■ Exercise instructions: Please print every line from the one containing "the blue striped" through the last line of the records below, exactly as written and nothing more.

■ Provided records:
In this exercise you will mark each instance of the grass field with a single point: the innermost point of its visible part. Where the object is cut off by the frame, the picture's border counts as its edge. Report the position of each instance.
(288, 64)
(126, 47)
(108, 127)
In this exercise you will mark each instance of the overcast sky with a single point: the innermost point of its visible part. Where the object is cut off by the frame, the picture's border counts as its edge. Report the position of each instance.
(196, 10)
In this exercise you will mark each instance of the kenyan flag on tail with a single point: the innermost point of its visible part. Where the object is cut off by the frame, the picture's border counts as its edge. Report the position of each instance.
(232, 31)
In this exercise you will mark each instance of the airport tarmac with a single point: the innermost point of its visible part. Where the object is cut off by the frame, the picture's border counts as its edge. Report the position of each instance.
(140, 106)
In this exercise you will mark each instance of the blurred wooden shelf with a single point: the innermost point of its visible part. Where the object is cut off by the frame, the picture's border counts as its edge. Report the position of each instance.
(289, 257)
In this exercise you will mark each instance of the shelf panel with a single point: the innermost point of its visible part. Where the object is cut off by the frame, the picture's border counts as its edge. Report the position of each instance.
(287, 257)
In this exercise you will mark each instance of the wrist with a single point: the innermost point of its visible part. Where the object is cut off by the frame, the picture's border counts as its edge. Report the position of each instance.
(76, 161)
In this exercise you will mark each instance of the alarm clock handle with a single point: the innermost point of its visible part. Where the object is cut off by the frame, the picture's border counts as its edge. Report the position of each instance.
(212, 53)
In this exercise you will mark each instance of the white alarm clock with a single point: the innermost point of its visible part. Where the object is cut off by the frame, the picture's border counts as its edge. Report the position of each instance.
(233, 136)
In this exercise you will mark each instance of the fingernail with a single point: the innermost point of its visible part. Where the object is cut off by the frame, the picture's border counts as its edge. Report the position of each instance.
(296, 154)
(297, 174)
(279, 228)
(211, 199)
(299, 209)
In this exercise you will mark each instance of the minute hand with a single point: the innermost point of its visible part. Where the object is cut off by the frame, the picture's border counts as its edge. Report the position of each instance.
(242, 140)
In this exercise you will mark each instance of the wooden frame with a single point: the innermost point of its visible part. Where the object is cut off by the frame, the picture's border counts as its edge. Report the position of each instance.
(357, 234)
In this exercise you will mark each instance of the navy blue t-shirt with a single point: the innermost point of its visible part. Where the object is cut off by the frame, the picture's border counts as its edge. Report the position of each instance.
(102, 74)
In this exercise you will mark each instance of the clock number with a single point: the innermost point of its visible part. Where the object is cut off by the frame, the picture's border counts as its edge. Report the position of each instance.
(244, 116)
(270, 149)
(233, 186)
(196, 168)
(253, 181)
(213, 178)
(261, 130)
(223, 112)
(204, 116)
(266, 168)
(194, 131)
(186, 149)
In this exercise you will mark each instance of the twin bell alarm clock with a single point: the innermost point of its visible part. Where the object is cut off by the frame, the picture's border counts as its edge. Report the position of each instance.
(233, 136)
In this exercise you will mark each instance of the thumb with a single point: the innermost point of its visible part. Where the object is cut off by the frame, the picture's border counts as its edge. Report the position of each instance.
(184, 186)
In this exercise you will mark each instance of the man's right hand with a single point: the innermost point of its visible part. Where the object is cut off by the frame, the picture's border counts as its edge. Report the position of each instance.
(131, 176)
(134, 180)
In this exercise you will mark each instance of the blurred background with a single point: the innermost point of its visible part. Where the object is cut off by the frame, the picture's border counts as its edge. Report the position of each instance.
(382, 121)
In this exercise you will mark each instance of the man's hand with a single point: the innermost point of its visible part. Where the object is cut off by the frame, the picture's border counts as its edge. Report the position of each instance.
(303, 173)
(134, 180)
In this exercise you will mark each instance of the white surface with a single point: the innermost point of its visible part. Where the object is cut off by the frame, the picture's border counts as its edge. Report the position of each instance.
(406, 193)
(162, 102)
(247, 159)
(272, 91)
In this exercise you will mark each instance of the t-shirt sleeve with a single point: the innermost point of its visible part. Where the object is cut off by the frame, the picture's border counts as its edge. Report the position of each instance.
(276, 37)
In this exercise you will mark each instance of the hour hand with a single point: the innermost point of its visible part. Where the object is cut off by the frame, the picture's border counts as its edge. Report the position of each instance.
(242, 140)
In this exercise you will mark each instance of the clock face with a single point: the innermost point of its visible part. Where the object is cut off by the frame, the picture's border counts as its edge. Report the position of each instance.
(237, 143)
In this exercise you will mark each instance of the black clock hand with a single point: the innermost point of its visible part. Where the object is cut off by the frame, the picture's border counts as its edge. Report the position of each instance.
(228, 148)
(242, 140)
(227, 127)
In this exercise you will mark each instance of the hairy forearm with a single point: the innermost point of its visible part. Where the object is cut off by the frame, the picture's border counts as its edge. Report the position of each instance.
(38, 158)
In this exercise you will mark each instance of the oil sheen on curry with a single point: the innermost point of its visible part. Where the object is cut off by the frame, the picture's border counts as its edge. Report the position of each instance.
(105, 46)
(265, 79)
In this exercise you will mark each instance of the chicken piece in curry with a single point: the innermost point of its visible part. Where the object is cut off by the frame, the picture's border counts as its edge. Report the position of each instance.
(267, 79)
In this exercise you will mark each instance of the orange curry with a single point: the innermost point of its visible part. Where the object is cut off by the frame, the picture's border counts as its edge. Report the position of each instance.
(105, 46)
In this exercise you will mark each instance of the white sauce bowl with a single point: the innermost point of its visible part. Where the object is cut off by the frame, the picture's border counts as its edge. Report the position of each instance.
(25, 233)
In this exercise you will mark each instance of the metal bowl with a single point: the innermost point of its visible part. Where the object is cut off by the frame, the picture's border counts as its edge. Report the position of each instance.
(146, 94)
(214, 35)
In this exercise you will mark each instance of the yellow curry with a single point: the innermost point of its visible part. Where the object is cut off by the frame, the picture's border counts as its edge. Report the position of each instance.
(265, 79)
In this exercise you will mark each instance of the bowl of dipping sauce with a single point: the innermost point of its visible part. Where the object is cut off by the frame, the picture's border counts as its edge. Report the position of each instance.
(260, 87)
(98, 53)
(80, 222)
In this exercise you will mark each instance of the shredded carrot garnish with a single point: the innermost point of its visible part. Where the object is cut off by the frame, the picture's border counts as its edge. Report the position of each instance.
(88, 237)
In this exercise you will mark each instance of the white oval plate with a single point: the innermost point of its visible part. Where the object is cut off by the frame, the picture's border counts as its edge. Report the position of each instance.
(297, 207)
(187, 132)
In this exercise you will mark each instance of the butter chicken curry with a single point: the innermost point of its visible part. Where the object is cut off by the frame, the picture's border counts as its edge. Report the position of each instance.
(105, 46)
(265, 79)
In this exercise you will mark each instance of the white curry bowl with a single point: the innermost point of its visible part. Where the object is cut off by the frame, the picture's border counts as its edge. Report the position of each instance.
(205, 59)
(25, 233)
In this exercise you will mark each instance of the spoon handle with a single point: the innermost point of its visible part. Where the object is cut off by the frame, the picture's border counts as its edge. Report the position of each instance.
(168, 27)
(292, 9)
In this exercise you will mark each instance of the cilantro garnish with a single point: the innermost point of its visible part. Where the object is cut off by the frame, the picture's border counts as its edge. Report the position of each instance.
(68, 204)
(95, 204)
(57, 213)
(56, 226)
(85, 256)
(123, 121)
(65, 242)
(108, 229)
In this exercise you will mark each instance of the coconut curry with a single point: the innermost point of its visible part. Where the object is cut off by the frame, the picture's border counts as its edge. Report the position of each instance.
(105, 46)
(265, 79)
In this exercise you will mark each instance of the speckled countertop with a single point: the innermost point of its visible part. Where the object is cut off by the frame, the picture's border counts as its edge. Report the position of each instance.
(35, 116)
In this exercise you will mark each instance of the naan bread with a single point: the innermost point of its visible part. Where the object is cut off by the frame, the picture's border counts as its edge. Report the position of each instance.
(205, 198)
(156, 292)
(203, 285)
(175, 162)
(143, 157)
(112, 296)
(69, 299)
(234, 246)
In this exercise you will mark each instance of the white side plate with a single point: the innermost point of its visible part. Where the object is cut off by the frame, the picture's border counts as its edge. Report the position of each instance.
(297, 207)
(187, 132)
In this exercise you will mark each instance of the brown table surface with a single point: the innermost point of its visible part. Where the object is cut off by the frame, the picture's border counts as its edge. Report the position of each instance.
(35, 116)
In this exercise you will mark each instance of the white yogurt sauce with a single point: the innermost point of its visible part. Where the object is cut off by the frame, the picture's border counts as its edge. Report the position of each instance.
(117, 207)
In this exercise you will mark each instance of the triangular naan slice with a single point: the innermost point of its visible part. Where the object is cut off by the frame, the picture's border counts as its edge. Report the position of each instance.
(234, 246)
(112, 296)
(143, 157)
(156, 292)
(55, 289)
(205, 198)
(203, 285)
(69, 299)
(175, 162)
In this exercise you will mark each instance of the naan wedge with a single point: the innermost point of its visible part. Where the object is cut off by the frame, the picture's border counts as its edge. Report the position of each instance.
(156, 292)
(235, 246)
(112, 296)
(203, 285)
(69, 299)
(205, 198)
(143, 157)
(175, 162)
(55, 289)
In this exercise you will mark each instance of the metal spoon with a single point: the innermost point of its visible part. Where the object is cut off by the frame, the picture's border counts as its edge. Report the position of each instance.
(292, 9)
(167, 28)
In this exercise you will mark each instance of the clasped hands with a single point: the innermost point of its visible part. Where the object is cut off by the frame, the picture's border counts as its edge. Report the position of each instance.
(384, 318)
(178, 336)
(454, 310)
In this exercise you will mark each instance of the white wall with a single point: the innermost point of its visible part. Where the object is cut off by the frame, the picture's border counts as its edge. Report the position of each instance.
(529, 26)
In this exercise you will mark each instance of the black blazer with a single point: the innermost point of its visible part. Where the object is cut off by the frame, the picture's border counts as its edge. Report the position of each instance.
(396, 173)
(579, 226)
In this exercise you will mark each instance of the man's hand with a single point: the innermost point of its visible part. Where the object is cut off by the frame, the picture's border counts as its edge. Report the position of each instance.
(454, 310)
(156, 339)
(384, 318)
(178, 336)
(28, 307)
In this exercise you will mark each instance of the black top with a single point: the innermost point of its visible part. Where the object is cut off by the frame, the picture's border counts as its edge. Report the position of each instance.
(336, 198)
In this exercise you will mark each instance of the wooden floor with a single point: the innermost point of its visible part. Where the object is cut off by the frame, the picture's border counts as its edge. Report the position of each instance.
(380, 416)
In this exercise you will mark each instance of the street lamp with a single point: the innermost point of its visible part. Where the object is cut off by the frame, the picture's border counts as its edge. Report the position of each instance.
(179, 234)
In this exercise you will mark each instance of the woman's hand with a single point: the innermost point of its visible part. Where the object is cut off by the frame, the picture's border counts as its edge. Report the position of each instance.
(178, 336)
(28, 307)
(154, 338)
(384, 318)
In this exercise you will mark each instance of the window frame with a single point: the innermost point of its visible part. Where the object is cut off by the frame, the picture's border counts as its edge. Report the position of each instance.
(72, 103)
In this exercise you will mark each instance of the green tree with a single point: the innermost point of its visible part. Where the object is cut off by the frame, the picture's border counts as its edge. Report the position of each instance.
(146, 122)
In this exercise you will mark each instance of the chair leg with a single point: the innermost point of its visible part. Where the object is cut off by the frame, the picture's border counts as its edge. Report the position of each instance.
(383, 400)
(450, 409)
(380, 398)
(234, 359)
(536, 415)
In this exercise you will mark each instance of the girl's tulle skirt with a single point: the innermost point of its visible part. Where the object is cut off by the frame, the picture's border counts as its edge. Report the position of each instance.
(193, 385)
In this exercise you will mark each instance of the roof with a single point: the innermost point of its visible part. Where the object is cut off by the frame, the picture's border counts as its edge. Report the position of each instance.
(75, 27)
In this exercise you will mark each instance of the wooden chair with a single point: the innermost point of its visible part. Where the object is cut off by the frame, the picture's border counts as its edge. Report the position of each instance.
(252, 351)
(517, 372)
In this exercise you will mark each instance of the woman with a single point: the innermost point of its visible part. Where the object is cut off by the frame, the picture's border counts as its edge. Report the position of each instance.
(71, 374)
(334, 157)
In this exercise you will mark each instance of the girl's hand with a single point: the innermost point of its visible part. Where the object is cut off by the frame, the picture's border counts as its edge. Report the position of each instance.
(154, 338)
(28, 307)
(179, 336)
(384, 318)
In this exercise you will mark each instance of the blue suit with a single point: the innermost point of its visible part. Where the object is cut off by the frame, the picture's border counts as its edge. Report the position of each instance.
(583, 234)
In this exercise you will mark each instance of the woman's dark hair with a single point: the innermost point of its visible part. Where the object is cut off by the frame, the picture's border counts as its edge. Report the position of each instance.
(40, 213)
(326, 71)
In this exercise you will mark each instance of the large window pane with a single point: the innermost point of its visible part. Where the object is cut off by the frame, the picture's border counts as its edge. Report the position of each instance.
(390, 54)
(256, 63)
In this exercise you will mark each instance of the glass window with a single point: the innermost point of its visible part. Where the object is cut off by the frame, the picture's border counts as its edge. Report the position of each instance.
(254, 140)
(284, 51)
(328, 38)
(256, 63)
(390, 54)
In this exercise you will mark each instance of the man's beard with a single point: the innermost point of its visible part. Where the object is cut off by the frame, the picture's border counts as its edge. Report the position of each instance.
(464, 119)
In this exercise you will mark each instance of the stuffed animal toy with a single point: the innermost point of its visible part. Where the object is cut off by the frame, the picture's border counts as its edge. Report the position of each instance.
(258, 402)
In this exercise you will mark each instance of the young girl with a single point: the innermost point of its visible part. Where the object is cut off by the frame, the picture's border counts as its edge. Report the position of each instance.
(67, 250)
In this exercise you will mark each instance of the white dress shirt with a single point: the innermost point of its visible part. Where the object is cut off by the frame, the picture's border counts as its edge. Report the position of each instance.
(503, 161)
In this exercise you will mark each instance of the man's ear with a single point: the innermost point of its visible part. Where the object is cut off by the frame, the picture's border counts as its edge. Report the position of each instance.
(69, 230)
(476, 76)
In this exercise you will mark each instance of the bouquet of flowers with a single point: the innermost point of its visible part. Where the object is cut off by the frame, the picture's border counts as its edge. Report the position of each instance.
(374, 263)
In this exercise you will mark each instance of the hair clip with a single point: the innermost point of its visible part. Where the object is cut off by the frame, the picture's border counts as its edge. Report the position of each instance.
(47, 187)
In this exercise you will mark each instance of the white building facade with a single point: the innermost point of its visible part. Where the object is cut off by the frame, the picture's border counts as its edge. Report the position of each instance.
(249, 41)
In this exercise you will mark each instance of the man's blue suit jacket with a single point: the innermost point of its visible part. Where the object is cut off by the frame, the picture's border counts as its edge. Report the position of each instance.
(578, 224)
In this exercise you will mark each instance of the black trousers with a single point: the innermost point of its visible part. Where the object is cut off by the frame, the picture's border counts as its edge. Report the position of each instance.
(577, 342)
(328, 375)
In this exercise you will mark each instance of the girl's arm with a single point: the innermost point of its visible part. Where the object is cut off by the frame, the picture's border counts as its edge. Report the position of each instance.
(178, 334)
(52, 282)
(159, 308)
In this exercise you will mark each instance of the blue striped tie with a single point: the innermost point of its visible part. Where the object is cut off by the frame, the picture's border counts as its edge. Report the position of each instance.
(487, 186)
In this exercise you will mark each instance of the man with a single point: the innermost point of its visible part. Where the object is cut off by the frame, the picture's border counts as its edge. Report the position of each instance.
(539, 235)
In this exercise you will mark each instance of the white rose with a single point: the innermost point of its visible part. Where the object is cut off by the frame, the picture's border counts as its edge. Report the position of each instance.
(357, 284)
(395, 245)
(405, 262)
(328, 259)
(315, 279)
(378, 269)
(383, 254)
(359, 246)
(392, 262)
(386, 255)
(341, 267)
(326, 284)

■ Correct result:
In this exercise you will mark each instance of the blue striped tie with a single point: the innermost point of its visible part. Where the object is cut off by the frame, the picture's border counts as its edge. Report the position of each instance.
(487, 186)
In this exercise you will mark each instance of the man with a single point: the innermost point of its visible part. Where the object is cut off by the frame, the picture's border counts as its edge. Report the position of each instance.
(539, 235)
In this exercise you will mark each instance of the white rose with a single point: the innermost point of its visible part. Where the object is cut off by the frame, the picture's border counts as its edge. Report the position of each instance.
(357, 284)
(395, 245)
(405, 262)
(328, 259)
(315, 279)
(378, 269)
(383, 254)
(359, 246)
(392, 262)
(386, 255)
(341, 267)
(326, 284)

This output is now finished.